### WHAT IS ASKED
Decide whether each statement below agrees with the text about being a working mother, answering yes or no and quoting the words from the text that decide it. 1. The school administration asked the writer for an article about the writer's career. 2. Marcello started at The American School of Milan in the Fall of 2000. 3. The mother who made the remark meant it maliciously.

### TEXT PROVIDED
Begin
The student body ranges from age three to age 19. I was invited by the
school administration to write an article describing my career, but instead
chose to highlight the challenges of being a working mother, hoping to
inspire the female student body. I also used the opportunity to explain to
many parents puzzled by our family lifestyle, how and why we came to our
unique situation. Lastly, it provided me a venue to thank all the people,
especially my hard working husband, who make it all possible. In writing
it, I came to appreciate even more, how lucky I am to have two such
wonderful 'jobs' - Laura Aikin
A Mother's Song by Laura Aikin
"So YOU"RE the Mom that's never there!" That's a tough thing for a mother
to hear, but shortly after Marcello, my dear son, began to attend The
American School of Milan in the Fall of 2000, I actually heard those words.
They were certainly not said with malicious intent, and, for the mother that
said them, they were true. I had missed Marcello's first day... almost the
entire first month of school. I was in Zurich (or was it Vienna?) singing.
End
### DATA ROWS
Begin
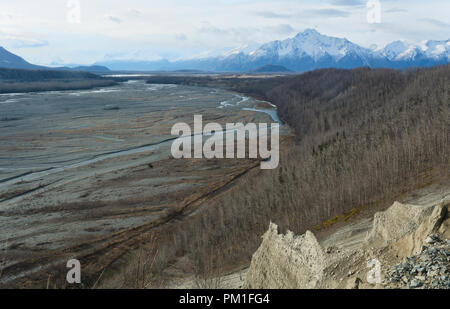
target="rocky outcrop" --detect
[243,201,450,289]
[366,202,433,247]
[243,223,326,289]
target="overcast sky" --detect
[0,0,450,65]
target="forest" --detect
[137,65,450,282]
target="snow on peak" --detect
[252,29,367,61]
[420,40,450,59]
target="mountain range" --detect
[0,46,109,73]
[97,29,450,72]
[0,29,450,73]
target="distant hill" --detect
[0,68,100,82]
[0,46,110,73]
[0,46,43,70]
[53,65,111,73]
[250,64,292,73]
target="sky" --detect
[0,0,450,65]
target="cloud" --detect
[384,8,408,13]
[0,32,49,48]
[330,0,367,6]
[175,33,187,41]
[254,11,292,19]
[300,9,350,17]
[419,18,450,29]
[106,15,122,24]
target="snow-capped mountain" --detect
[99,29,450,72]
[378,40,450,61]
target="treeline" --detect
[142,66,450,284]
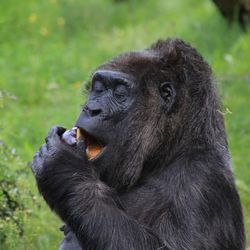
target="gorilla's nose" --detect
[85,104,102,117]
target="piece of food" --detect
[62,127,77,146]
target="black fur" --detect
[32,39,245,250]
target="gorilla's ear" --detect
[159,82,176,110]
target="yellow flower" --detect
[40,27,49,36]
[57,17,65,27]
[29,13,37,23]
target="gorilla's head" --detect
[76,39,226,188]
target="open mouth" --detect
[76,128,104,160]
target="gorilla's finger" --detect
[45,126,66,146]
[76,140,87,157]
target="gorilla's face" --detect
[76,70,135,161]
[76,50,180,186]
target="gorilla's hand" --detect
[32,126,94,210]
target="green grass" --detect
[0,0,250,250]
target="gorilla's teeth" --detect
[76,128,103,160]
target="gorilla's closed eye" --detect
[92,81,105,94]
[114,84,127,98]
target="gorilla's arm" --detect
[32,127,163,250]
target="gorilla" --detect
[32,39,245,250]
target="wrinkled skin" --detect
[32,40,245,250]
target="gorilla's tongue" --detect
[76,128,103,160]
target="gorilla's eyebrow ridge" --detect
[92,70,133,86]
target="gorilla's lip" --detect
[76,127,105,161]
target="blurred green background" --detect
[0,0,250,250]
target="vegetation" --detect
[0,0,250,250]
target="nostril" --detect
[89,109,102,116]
End
Begin
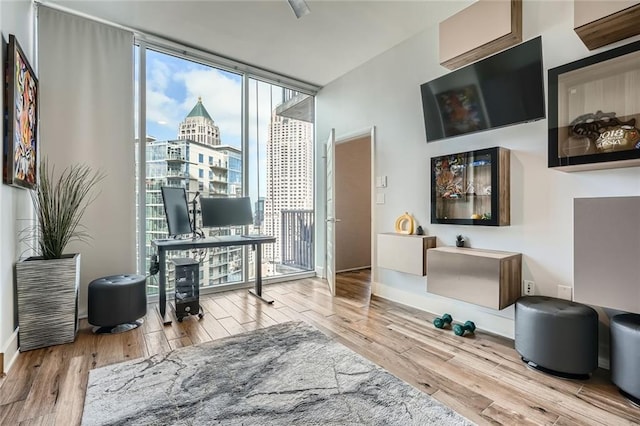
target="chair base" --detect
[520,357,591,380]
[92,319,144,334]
End
### ANSWER FOR THIS EXERCISE
1. Yes: "I was invited by the school administration to write an article describing my career"
2. Yes: "Marcello, my dear son, began to attend The American School of Milan in the Fall of 2000"
3. No: "They were certainly not said with malicious intent"